Convert the records into a Markdown table with the columns Row and Line, starting at the first line and ending at the line that contains "point(949, 759)". Put a row number under Row and the line itself under Line, and leave out any blank lines.

Point annotation records
════════
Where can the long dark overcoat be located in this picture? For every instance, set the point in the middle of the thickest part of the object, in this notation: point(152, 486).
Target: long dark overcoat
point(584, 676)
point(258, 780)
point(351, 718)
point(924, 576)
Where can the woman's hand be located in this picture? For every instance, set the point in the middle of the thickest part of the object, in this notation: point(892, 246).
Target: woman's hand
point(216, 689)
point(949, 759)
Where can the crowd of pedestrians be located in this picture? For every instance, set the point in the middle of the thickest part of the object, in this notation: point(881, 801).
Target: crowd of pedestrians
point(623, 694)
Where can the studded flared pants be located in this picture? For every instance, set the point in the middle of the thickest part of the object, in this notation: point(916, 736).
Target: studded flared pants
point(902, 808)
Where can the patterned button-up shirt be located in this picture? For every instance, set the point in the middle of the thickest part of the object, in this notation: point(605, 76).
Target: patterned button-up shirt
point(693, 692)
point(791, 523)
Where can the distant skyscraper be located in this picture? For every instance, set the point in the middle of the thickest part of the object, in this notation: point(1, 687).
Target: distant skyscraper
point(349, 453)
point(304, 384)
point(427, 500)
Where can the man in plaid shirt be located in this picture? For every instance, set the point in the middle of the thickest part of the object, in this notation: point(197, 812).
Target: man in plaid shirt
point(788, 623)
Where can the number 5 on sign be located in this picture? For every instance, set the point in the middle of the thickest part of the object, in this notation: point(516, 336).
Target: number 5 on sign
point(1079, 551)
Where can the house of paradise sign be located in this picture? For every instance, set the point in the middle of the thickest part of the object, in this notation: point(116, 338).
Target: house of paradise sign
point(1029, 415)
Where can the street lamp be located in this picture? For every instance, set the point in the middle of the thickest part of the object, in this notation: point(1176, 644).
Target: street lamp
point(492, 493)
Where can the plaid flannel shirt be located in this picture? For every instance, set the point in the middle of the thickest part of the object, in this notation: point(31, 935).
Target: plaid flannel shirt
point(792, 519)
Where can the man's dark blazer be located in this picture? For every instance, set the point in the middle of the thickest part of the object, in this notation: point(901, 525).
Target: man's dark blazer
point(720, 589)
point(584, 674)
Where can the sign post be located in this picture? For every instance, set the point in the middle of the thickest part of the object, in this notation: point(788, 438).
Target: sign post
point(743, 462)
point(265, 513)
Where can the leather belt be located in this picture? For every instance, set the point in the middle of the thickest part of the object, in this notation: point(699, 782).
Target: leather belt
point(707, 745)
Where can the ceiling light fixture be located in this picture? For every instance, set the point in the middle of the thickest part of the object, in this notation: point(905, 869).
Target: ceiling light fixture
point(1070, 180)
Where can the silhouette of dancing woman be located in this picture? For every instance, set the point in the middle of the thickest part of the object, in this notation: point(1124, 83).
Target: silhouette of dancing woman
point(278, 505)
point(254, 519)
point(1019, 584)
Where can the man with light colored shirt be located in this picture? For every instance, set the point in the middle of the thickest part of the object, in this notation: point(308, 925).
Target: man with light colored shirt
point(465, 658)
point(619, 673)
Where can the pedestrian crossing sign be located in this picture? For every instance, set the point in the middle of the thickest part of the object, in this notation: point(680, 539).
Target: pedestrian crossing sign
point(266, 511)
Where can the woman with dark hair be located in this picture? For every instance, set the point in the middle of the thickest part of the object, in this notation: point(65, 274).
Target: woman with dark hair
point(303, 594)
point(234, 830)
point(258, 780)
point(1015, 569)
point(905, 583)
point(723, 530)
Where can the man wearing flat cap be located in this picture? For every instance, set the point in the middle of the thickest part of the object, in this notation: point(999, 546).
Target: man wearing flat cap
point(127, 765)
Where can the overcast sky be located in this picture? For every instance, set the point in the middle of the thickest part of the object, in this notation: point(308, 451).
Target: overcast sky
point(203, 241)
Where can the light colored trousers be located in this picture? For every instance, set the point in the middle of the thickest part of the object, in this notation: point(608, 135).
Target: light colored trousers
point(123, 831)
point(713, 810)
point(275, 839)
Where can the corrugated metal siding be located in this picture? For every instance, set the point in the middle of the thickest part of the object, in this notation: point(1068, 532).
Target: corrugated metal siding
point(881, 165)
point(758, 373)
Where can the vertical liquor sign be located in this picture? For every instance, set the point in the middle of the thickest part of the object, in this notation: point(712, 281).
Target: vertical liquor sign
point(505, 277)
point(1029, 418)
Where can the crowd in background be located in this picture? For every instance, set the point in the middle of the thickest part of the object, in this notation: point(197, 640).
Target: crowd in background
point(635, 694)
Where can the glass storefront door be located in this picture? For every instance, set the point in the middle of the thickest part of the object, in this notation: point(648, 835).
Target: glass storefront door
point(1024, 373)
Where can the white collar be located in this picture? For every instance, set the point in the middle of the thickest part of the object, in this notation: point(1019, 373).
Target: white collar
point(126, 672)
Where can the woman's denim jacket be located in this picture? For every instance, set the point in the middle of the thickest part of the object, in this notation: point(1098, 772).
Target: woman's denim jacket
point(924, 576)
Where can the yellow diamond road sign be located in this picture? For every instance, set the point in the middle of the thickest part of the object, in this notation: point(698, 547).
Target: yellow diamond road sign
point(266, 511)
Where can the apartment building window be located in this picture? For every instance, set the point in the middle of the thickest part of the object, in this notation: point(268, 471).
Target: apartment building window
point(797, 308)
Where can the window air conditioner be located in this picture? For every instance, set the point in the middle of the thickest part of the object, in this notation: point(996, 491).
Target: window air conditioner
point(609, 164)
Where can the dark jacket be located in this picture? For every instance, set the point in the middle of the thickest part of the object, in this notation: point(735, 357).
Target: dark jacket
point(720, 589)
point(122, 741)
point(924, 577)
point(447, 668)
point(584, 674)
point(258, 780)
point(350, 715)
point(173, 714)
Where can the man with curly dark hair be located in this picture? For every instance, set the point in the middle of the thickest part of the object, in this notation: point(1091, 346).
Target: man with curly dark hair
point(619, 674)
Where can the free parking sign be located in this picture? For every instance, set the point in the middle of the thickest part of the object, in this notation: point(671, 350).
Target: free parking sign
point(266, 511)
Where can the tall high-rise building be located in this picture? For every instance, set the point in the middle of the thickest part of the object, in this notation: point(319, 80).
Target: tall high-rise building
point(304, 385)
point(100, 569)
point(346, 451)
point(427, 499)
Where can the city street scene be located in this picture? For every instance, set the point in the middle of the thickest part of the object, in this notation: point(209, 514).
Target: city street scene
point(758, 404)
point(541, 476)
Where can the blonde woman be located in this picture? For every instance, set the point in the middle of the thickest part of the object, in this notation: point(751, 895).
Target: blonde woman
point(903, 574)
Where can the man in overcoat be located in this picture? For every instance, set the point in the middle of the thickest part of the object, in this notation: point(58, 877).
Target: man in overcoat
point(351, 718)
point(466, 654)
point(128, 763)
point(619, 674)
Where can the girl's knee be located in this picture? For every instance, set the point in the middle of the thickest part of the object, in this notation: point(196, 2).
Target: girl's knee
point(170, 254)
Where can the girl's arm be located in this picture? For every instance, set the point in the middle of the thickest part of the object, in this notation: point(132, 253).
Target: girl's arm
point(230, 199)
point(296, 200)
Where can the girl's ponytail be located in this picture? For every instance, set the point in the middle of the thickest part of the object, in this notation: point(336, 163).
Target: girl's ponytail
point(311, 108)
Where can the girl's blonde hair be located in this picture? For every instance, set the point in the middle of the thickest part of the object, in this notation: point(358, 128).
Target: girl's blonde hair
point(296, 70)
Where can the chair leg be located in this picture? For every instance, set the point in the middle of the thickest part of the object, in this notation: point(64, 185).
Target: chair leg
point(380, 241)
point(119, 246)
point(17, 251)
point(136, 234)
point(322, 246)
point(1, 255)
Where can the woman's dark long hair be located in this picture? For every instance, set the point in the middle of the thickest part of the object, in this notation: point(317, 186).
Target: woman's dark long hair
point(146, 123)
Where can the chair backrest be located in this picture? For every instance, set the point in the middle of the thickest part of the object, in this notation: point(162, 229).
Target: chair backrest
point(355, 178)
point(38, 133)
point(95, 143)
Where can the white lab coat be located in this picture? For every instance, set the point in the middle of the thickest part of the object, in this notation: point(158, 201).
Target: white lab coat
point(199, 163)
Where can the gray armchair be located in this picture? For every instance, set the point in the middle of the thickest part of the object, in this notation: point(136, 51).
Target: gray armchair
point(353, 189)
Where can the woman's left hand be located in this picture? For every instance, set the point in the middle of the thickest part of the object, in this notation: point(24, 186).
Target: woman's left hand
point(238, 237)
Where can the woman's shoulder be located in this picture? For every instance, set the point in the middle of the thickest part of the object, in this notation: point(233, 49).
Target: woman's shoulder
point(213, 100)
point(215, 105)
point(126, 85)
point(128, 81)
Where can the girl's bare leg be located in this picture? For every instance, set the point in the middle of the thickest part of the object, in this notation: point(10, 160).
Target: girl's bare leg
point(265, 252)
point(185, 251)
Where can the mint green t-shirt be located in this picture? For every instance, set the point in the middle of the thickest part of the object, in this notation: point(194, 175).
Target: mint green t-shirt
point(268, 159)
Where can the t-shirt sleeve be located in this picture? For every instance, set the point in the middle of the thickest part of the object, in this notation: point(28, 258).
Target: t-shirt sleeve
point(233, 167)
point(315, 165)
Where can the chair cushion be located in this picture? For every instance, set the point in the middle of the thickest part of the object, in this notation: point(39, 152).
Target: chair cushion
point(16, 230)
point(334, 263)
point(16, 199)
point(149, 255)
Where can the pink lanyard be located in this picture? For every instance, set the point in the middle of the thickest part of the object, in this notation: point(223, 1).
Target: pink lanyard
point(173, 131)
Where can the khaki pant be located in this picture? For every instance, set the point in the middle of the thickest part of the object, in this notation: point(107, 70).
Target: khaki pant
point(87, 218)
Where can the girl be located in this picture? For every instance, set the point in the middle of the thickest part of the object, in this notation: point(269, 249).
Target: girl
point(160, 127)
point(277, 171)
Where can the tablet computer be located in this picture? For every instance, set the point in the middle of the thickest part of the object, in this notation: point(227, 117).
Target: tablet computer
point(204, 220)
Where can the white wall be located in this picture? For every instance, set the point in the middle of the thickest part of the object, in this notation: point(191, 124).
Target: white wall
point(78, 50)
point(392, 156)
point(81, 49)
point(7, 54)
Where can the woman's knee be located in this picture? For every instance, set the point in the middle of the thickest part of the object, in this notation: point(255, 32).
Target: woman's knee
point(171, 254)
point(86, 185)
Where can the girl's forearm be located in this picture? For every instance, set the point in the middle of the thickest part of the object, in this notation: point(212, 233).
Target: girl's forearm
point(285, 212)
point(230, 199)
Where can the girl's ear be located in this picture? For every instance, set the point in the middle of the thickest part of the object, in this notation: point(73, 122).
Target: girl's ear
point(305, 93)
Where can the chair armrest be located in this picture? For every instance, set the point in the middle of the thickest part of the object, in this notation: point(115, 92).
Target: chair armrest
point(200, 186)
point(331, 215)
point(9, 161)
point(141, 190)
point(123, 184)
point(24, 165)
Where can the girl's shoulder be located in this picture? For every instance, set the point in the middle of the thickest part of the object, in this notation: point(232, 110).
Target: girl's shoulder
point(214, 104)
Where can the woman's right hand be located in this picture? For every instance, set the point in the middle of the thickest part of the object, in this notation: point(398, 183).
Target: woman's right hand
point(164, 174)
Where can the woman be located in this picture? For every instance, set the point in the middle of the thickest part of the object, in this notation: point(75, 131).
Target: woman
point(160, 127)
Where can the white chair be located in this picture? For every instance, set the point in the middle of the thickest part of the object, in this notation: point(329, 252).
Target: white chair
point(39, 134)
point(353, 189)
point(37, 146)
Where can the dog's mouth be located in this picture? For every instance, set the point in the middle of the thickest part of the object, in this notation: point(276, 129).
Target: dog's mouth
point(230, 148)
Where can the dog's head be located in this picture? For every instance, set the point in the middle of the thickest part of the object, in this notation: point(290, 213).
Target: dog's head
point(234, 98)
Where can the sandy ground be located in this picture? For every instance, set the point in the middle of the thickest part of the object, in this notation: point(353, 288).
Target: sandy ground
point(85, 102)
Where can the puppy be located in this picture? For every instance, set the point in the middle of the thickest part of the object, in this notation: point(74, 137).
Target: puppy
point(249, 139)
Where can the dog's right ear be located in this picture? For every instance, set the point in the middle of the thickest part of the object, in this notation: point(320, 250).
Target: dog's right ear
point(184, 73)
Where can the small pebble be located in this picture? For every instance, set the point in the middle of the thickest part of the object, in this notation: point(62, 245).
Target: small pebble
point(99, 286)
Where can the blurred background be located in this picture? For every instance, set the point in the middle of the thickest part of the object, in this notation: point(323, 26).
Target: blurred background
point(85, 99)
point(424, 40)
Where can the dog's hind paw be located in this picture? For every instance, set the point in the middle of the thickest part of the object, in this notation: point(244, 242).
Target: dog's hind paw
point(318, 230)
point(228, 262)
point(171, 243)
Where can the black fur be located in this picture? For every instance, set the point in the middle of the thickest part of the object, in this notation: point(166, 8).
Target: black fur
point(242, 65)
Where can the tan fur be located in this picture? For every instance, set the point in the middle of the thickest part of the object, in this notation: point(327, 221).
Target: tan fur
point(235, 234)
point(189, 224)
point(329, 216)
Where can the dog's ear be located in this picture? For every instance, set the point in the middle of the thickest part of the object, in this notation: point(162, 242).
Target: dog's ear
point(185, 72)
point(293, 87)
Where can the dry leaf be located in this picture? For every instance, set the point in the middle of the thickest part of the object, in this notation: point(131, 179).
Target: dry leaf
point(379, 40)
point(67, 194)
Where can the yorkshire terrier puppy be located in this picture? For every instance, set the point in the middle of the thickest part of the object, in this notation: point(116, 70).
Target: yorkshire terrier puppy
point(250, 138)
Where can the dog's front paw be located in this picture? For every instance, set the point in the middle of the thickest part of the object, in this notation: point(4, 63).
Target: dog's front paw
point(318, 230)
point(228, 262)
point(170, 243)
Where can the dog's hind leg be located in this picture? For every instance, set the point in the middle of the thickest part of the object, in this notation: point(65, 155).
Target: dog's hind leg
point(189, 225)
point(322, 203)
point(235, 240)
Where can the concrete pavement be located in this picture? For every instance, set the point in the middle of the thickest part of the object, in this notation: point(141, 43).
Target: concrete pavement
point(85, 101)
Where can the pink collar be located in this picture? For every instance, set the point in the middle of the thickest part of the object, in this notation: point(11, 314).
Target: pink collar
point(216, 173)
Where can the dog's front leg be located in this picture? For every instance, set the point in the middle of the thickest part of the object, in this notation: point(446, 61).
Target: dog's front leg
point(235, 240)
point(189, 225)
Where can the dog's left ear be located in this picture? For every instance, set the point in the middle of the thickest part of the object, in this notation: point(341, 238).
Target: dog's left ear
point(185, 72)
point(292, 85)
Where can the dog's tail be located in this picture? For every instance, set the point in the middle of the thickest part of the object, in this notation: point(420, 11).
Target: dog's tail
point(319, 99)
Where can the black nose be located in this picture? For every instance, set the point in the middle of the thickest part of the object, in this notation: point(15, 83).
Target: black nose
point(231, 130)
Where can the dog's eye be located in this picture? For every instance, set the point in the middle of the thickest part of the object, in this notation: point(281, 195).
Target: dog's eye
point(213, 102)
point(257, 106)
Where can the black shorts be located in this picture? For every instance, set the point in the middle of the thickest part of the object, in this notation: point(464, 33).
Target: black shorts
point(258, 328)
════════
**Exercise result:**
| Row | Line |
|---|---|
| 1 | Where can the long dark overcoat be located in this picture? For every instance, set the point in the middle of the thickest part of the object, in this notation: point(152, 486). |
| 2 | Target: long dark overcoat |
| 3 | point(584, 676) |
| 4 | point(258, 780) |
| 5 | point(351, 718) |
| 6 | point(924, 576) |
| 7 | Where can the woman's hand be located in this picture? For every instance, set the point in the middle of the thickest part of the object, in this notation: point(892, 246). |
| 8 | Target: woman's hand |
| 9 | point(216, 689) |
| 10 | point(949, 759) |